[Selected passage]
▼
The Myth of a Moderate Obama
Mini Teaser: The president is no pragmatic centrist. In fact, he has the most expansive and leftist vision in the history of the presidency.
THE GREATEST myth in American politics today is the view, perpetrated by the Democratic Left and elements of the news media, that Barack Obama is a political moderate. In truth he represents an ideology that is barely within the American mainstream as understood over two and a quarter centuries of political experience. Indeed, the crisis of American politics in our time is a crisis of political deadlock, and it is a deadlock born largely of the president’s resolve to push an agenda for which he has no clear national consensus.
That agenda turns on a number of pivots related mostly to the size and role of government and its level of intrusiveness into the lives of Americans. If Obama has his way through the remainder of his presidency, and he thoroughly intends to, he will leave behind an American polity very different from the one he inherited. But, aided and abetted by news-media acolytes, he has managed to finesse his true domestic intentions. And his intentions, given the political strife they unleash and the threat to fiscal soundness they pose, could seriously undermine America’s standing in the world.
Throughout America’s political history a fundamental fault line has divided those who wish to enhance and aggrandize the power of government and those who fear the abuse of unchecked governmental prerogative. Every citizen with a political consciousness stands on one side or the other of that divide. Those who want more power invested in government are liberals; those who don’t are conservatives. Thus can one determine the fundamental political outlook of his fellow citizens though this one litmus test.
But within the contingent on the liberal side of the fault line can be seen wide variations in the extent to which particular politicians wish to expand and empower government. Some—Bill Clinton, for instance—have been content to operate largely within the power interrelationships they inherited. Others—including Obama—want to infuse government with powers and prerogatives far beyond their previous scope.
In our history, the great opponents of governmental aggrandizement have been Thomas Jefferson, Andrew Jackson, James Polk, Calvin Coolidge and Ronald Reagan. Often citing the Constitution, they fought their adversaries’ efforts to expand governmental power and activity. In the Republic’s early decades, this effort was highly successful. Jefferson pummeled Alexander Hamilton’s political machine, and his opposition to the Hamilton philosophy, carried through by his two successors (James Madison and James Monroe), essentially killed Hamilton’s Federalist Party. Jackson and Polk held at bay the “American System” of Henry Clay, and each in turn thwarted Clay’s presidential ambitions in the 1832 and 1844 elections. Clay’s Whig Party, that era’s big-government institution, brought forth only two elected presidents (both army generals) during its quarter century of existence.
A century later, Coolidge forged a limited-government philosophy into a popular governing salient as he cleaned up the mess left by Woodrow Wilson—who, in taking the country into World War I, greatly expanded governmental authority, bruised the nation’s political sensibilities through unprecedented federal intrusiveness and ruined the economy. Half a century later, Reagan sought to reverse long decades of steady governmental growth set in motion with powerful force by Franklin Roosevelt and pushed further by Lyndon Johnson.
▲
[Requirement] Echo the essay on the Obama presidency word for word, starting at "But within the" and ending at "their previous scope.". The data after this point plays no part in the work.

[Data section]
▼
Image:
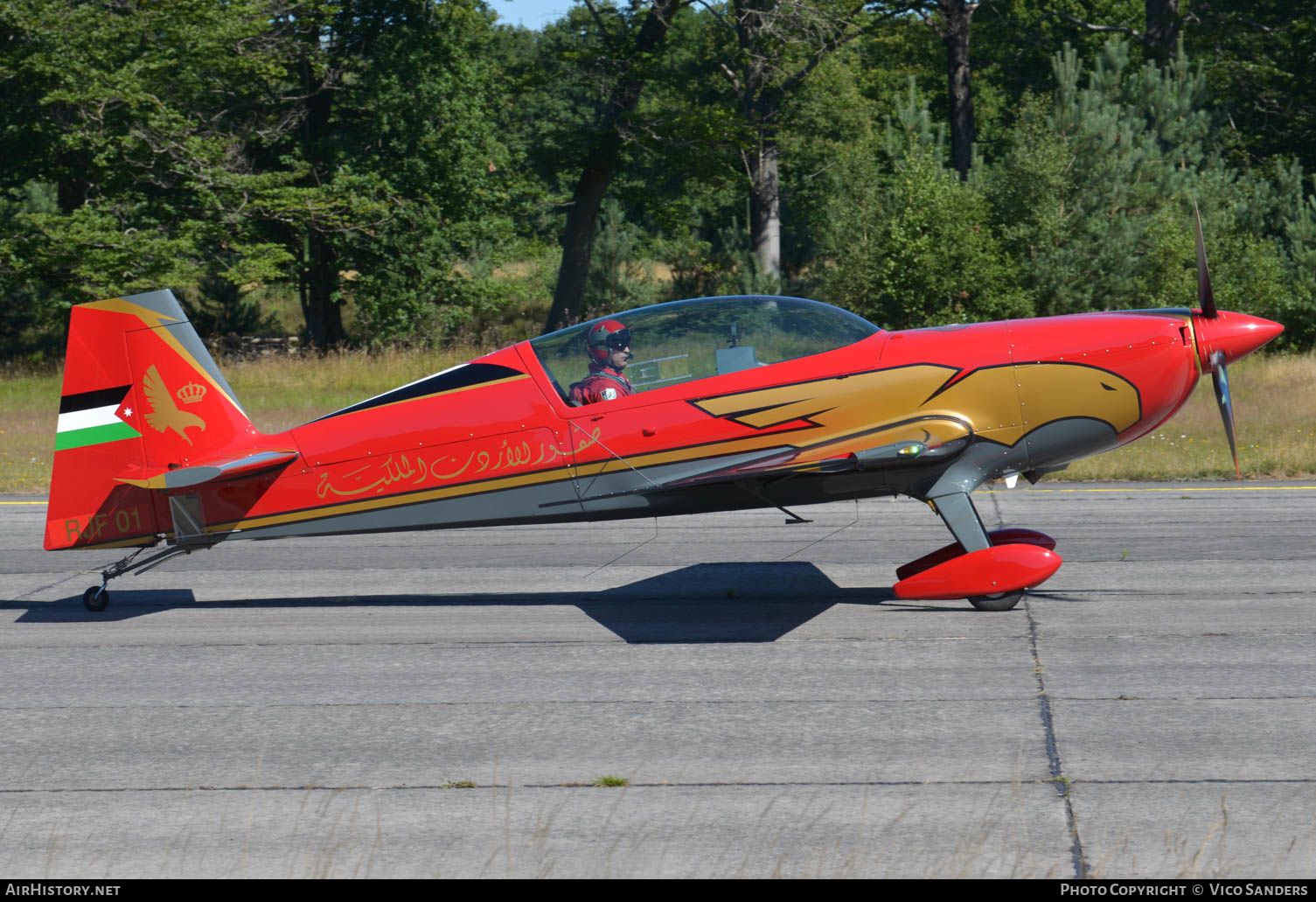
▲
[Finished exercise]
But within the contingent on the liberal side of the fault line can be seen wide variations in the extent to which particular politicians wish to expand and empower government. Some—Bill Clinton, for instance—have been content to operate largely within the power interrelationships they inherited. Others—including Obama—want to infuse government with powers and prerogatives far beyond their previous scope.